The Grid Tech 150 - Identifying the Leading Utility Partners and Applications

Paul Sayour | September 2022

In a decade from now, the power sector could be a very different place.

Imagine an energy landscape, where production from abundant wind and solar resources is forecasted real-time by AI-driven prediction algorithms to successfully leverage grid-scale storage, match current energy demand, and solve the challenges of diurnal variability. Rather than suffer an unexpected catastrophic failure of a piece of rotating piece of equipment on an offshore turbine, utility asset management teams predict the issue days in advance using a digital replica of the asset to run scenario testing and identify failure modes. A field worker that has been trained for this exact job using Virtual Reality simulations is then deployed to repair the machinery, equipped with an Augmented Reality embedded hardhat that displays step-by-step directions and highlights danger zones to avoid during the operation.

While the turbine is down during planned maintenance, instead of powering up a fossil fuel peaker plant to compensate for lost capacity, the local utility aggregates prolific residential DERs to be auto-dispatched in concert, satisfying real-time energy demand and supply predictions of renewable resources. These DERs include a plethora of EV’s that are interconnected to the grid with vehicle-to-grid (V2G) capabilities, functioning as batteries that can provide much needed capacity or ancillary services to the grid in times of need. Especially during summer months, when heat waves cause demand surges in populous regions, energy stuck in congested transmission and distribution lines is rerouted to open lines through optimized power flow controls, eliminating congestion charges and reducing customer outages. All the while, independent grid operators and utility energy managers have complete real-time visibility of regional energy flow, wholesale market transactions, outage areas, and customer DER locations, ensuring carbon-free, reliable, and cost-efficient power for their customers.

This new energy paradigm is within reach. A growing ecosystem of vendors, investors, and utilities have been disrupting business-as-usual in the energy sector with innovative solutions that have outpaced and outmatched traditional utility operations. This community of innovators has effectively set the stage for achieving the digitization and decarbonization goals that will define the remainder of the 2020s. However, successful transformation of the power sector is not imminent; it requires inter-disciplinary collaboration, strengthened utility-startup ties, capital investment in grid infrastructure upgrades, and a willingness to innovate in order to track to the ambitious targets and improved operations that the utility industry is aiming for. In part one of our series on the evolution of Grid Tech we looked at the macro market conditions and how the industry is poised to deliver on ambitious goals, in this piece we turn our attention to the readiness of supply side, and in particular startups, and examine the maturity of new applications that will enable the grid of the future. For a deeper dive, please download our Grid Tech introductory report, The Decade of Deployment.

Enabling the Utility of the Future

With the evolution of the global energy landscape, utilities must be willing to reexamine their place in an increasingly digitized and decentralized world. This requires developing integrated, enterprise-wide strategies to address pressing challenges such as rising energy generation and delivery costs, increasing customer satisfaction demands, and demanding decarbonization drivers.

EXERCISE A: Rewrite in full the stretch of entries from the line containing "Query: black rubber boot" through the end of the entries, both ends included. Shift every coordinate in the answers by -69 and leave all other lines and figures as they are.

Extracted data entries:
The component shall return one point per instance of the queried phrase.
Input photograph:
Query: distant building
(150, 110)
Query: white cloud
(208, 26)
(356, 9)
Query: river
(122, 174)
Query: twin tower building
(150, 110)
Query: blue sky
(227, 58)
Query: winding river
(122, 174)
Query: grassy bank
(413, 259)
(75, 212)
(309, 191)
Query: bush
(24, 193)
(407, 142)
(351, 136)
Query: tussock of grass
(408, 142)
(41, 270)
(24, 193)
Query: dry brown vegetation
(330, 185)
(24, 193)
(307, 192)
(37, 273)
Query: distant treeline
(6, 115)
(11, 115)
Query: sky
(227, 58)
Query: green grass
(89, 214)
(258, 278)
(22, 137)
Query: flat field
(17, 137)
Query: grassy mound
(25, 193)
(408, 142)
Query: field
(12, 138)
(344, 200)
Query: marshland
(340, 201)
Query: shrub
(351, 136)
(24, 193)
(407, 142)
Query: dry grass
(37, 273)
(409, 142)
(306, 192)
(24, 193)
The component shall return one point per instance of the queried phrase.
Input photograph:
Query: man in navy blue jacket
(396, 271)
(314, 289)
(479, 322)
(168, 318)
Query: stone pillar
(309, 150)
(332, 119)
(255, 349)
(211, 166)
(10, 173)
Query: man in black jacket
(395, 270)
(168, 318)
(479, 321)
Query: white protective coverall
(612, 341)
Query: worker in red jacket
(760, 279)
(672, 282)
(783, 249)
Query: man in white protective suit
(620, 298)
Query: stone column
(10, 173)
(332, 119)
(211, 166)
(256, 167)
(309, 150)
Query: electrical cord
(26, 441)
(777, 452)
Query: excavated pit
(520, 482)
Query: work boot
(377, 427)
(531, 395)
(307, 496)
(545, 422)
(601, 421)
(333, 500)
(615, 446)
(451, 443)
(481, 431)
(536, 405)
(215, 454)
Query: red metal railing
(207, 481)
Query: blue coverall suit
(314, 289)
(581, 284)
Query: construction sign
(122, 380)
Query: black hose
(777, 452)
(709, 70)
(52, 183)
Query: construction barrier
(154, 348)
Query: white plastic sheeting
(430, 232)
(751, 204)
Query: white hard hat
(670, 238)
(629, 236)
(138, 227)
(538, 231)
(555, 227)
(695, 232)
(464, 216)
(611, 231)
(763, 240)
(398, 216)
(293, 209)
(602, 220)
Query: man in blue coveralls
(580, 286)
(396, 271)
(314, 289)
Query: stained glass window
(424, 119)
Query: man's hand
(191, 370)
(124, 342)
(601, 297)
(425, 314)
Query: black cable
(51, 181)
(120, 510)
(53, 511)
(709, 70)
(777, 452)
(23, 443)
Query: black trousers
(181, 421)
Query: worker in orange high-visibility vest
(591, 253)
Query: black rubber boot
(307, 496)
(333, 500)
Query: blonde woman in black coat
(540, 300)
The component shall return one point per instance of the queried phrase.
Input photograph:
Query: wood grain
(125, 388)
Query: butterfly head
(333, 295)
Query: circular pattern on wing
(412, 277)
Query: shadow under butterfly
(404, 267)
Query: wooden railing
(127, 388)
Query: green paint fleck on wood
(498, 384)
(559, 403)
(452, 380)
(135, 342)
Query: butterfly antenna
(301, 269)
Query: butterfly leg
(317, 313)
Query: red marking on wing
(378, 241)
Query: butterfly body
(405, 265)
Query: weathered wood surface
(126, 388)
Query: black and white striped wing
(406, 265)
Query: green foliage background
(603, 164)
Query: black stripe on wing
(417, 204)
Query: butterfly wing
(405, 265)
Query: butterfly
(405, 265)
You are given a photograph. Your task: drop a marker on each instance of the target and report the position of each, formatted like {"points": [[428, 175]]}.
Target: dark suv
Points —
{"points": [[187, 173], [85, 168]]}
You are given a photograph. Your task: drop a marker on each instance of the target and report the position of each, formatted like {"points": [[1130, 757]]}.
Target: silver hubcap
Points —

EXERCISE B: Write what comes next in the grid tech article, starting after its last sentence.

TASK RESPONSE A:
Query: black rubber boot
(238, 427)
(264, 431)
Query: blonde woman in black coat
(471, 231)
The component shall return one point per instance of the queried phrase.
Input photograph:
Query: wood grain
(56, 319)
Query: butterfly head
(264, 226)
Query: circular pattern on wing
(343, 208)
Query: shadow under butterfly
(335, 198)
Query: wooden railing
(58, 319)
Query: green paint fleck on wood
(429, 315)
(490, 334)
(383, 311)
(66, 273)
Query: butterfly antenna
(232, 200)
Query: butterfly leg
(248, 244)
Query: red marking on wing
(309, 172)
Query: butterfly body
(336, 196)
Query: weathered wood surface
(57, 319)
Query: black and white striped wing
(337, 196)
Query: green foliage background
(534, 95)
Query: black stripe on wing
(348, 135)
Query: butterfly wing
(336, 196)
Query: butterfly
(336, 196)
You are given a photograph. Your task: drop a marker on each instance of the target and report the position of each, formatted like {"points": [[428, 175]]}.
Target: dark suv
Points —
{"points": [[118, 104], [16, 99]]}
You are given a photograph. Your task: drop a marker on each instance of the target and report the position of each, formatted like {"points": [[1130, 757]]}.
Target: silver hubcap
Points —

TASK RESPONSE B:
 Nevertheless, it can be challenging for utilities to build and implement effective modernization programs due to market asymmetries in the efficacy of frontier technologies and a highly complex vendor marketplace. In order to address these challenges, framing the Grid Tech landscape, the multibillion-dollar software and hardware market that empowers the next-generation utility, will serve power companies well. Grid Tech is the evolution of the smart grid market, generating source agnostic and largely dominated by software players. In this piece, we highlight the top startups and breakdown the 6 key submarkets of Grid Tech with commentary on some of the top performing vendors.

The Grid Tech 150: Vendor Landscape Insights

There are thousands of vendors that range from pre-seed startups to incumbent OEMs, that span the utility value chain. Even more challenging is determining where vendors play in the tech stack:  vendors may deliver point applications such as asset monitoring sensors and historical databases, or they could provide turn-key Asset Performance Management (APM) platforms that are configurable to a utility’s assets and requirements. Due to the sheer volume of providers and increasing complexity of the landscape, it is difficult for utilities to solicit high value vendors that will meet their needs.

To solve this, we have assembled the “Grid Tech 150”, a list of top global companies serving utility solutions across the Grid Tech submarkets. The Grid Tech 150 was compiled from our database of vendors, use cases, and utility implementations. Companies were selected across a series of factors including frequency of deployment, recent fundraising activity, market strategy, and growth potential.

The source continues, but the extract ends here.